TEXT SEGMENT>
Hospital in Guaynabo, Puerto Rico

Professional Hospital Guaynabo is a private general hospital in Guaynabo, Puerto Rico. It encompasses the Vascular Institute of Puerto Rico—site where the first vascular stent in Puerto Rico was placed. The institution has been treating vascular conditions in Puerto Rico since 1988. The hospital currently specializes in general surgery procedures, orthopedics, plastic surgery and vascular procedures, becoming the first hospital in Puerto Rico to specialize in blood circulation.

==History==
The hospital first began as a small community hospital in the city of Manatí. It then moved, with an initial investment of $65 million, to the city of Guaynabo becoming a 202 licensed-beds project.

==Mission and purpose==
Professional Hospital Guaynabo is organized under the laws of the Commonwealth of Puerto Rico to develop health care facilities in Puerto Rico. The organization places special emphasis on minimally invasive surgical procedures to elderly patients and preventive and therapeutic management of circulatory ailments.

Puerto Rico has one of the highest incidence rates of diabetes mellitus in the world and continues to rise. These conditions have an enormous health, economic and psychological impact on the population, principally on the elderly segment, which reflects the highest relative and absolute growth in this decade. For the advancement of less invasive and newer procedures, new technology and modern facilities must be developed.

[Data excerpted from a collection]

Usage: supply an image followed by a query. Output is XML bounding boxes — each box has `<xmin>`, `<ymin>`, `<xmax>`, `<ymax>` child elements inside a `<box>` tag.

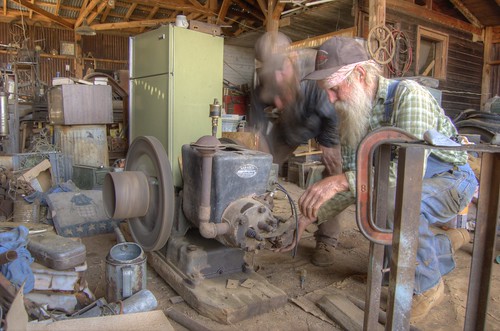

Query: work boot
<box><xmin>445</xmin><ymin>228</ymin><xmax>470</xmax><ymax>253</ymax></box>
<box><xmin>311</xmin><ymin>241</ymin><xmax>335</xmax><ymax>267</ymax></box>
<box><xmin>410</xmin><ymin>279</ymin><xmax>444</xmax><ymax>323</ymax></box>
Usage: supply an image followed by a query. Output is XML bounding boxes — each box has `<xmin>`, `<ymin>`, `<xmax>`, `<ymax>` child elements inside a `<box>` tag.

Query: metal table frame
<box><xmin>356</xmin><ymin>128</ymin><xmax>500</xmax><ymax>330</ymax></box>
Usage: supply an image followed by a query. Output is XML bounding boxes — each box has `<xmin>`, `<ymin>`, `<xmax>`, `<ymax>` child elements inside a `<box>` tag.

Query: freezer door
<box><xmin>129</xmin><ymin>26</ymin><xmax>171</xmax><ymax>79</ymax></box>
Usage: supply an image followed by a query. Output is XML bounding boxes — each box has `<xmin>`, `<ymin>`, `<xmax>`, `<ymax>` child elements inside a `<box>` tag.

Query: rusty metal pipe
<box><xmin>356</xmin><ymin>128</ymin><xmax>418</xmax><ymax>245</ymax></box>
<box><xmin>191</xmin><ymin>136</ymin><xmax>229</xmax><ymax>238</ymax></box>
<box><xmin>0</xmin><ymin>250</ymin><xmax>17</xmax><ymax>265</ymax></box>
<box><xmin>102</xmin><ymin>171</ymin><xmax>150</xmax><ymax>219</ymax></box>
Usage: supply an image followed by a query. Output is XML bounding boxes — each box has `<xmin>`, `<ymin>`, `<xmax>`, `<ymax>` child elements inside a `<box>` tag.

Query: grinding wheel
<box><xmin>125</xmin><ymin>136</ymin><xmax>174</xmax><ymax>251</ymax></box>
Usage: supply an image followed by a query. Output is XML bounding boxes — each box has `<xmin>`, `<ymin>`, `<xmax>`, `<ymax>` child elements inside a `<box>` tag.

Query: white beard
<box><xmin>335</xmin><ymin>81</ymin><xmax>373</xmax><ymax>149</ymax></box>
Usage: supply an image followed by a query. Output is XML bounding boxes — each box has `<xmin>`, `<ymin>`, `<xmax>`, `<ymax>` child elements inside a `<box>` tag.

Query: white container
<box><xmin>222</xmin><ymin>115</ymin><xmax>244</xmax><ymax>132</ymax></box>
<box><xmin>54</xmin><ymin>125</ymin><xmax>109</xmax><ymax>179</ymax></box>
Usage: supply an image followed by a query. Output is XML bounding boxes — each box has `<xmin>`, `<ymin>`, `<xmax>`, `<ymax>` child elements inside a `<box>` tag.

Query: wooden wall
<box><xmin>360</xmin><ymin>7</ymin><xmax>484</xmax><ymax>118</ymax></box>
<box><xmin>0</xmin><ymin>21</ymin><xmax>128</xmax><ymax>86</ymax></box>
<box><xmin>380</xmin><ymin>8</ymin><xmax>483</xmax><ymax>118</ymax></box>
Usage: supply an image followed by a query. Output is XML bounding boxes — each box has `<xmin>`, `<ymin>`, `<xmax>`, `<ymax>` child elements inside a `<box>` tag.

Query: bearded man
<box><xmin>282</xmin><ymin>37</ymin><xmax>478</xmax><ymax>322</ymax></box>
<box><xmin>248</xmin><ymin>32</ymin><xmax>342</xmax><ymax>266</ymax></box>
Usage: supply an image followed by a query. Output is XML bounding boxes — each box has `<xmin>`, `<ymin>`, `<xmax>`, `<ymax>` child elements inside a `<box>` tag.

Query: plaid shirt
<box><xmin>342</xmin><ymin>76</ymin><xmax>467</xmax><ymax>194</ymax></box>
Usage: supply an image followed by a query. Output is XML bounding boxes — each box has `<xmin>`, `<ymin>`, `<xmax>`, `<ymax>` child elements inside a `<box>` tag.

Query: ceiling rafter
<box><xmin>28</xmin><ymin>0</ymin><xmax>35</xmax><ymax>20</ymax></box>
<box><xmin>217</xmin><ymin>0</ymin><xmax>232</xmax><ymax>24</ymax></box>
<box><xmin>92</xmin><ymin>17</ymin><xmax>175</xmax><ymax>31</ymax></box>
<box><xmin>100</xmin><ymin>6</ymin><xmax>113</xmax><ymax>23</ymax></box>
<box><xmin>87</xmin><ymin>1</ymin><xmax>109</xmax><ymax>25</ymax></box>
<box><xmin>18</xmin><ymin>0</ymin><xmax>73</xmax><ymax>29</ymax></box>
<box><xmin>450</xmin><ymin>0</ymin><xmax>482</xmax><ymax>28</ymax></box>
<box><xmin>139</xmin><ymin>6</ymin><xmax>160</xmax><ymax>33</ymax></box>
<box><xmin>75</xmin><ymin>0</ymin><xmax>102</xmax><ymax>29</ymax></box>
<box><xmin>123</xmin><ymin>2</ymin><xmax>137</xmax><ymax>22</ymax></box>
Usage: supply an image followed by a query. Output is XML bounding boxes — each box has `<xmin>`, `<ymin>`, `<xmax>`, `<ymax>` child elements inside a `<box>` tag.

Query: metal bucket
<box><xmin>106</xmin><ymin>242</ymin><xmax>147</xmax><ymax>302</ymax></box>
<box><xmin>13</xmin><ymin>200</ymin><xmax>40</xmax><ymax>222</ymax></box>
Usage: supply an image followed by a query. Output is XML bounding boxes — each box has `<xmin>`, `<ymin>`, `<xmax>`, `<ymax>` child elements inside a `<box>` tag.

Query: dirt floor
<box><xmin>84</xmin><ymin>182</ymin><xmax>500</xmax><ymax>331</ymax></box>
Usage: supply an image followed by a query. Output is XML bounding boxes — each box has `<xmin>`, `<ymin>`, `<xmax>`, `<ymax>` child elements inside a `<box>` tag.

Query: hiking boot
<box><xmin>311</xmin><ymin>241</ymin><xmax>335</xmax><ymax>267</ymax></box>
<box><xmin>410</xmin><ymin>279</ymin><xmax>444</xmax><ymax>323</ymax></box>
<box><xmin>445</xmin><ymin>228</ymin><xmax>470</xmax><ymax>253</ymax></box>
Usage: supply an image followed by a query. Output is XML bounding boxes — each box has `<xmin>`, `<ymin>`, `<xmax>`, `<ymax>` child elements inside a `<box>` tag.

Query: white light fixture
<box><xmin>75</xmin><ymin>20</ymin><xmax>96</xmax><ymax>36</ymax></box>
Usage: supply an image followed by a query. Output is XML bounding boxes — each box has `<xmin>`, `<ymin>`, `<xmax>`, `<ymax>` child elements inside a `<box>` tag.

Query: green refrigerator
<box><xmin>129</xmin><ymin>25</ymin><xmax>224</xmax><ymax>187</ymax></box>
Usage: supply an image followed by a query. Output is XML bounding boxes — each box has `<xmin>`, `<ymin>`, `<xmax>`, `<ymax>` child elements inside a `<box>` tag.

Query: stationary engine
<box><xmin>103</xmin><ymin>136</ymin><xmax>296</xmax><ymax>323</ymax></box>
<box><xmin>182</xmin><ymin>136</ymin><xmax>293</xmax><ymax>251</ymax></box>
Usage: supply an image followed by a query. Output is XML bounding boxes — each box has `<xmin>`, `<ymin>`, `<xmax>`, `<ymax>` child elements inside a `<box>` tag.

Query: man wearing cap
<box><xmin>282</xmin><ymin>37</ymin><xmax>477</xmax><ymax>322</ymax></box>
<box><xmin>248</xmin><ymin>32</ymin><xmax>342</xmax><ymax>266</ymax></box>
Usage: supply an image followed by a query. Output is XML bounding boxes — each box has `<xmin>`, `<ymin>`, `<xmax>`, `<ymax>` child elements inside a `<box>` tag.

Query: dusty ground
<box><xmin>84</xmin><ymin>182</ymin><xmax>500</xmax><ymax>331</ymax></box>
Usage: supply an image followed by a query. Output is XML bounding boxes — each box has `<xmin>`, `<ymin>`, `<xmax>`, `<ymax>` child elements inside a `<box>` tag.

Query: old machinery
<box><xmin>103</xmin><ymin>136</ymin><xmax>296</xmax><ymax>323</ymax></box>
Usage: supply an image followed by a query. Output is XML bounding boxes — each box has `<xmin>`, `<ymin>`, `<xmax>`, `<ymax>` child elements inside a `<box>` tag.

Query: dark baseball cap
<box><xmin>305</xmin><ymin>37</ymin><xmax>370</xmax><ymax>80</ymax></box>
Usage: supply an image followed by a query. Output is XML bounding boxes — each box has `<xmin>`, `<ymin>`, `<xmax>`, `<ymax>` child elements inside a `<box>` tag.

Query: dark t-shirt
<box><xmin>247</xmin><ymin>80</ymin><xmax>339</xmax><ymax>163</ymax></box>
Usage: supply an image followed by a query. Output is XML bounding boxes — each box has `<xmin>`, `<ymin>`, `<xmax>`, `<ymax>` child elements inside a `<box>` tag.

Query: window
<box><xmin>415</xmin><ymin>26</ymin><xmax>448</xmax><ymax>79</ymax></box>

EXERCISES>
1. According to the text on Professional Hospital Guaynabo, in which city did the hospital first begin as a small community hospital?
2. Resume the text on Professional Hospital Guaynabo, picking up after its last sentence.

TASK RESPONSES>
1. Manatí

2.
==Location==
Even though the municipality of Guaynabo is surrounded by a large metropolitan area, it had no hospitals within its municipal boundaries prior to Professional Hospital. For this reason, medical facilities in Guaynabo are important centers for providing health care services not only to the adjacent medical community but also to sister clinics already operating in San Juan, Bayamón and the city of Manatí. A medical office building is also being developed by Professional Hospital in Guaynabo which will include an Imaging Center.

==Vascular clinics==
Professional Hospital has developed two outpatient circulation clinics – "Clínicas Especializadas en Circulación" (Clinics Specialized in Circulation) in Guaynabo and Manatí – to serve a patient population that covers a great portion of the northern part of the Puerto Rico. Services include preventive, diagnostic and medical treatment procedures.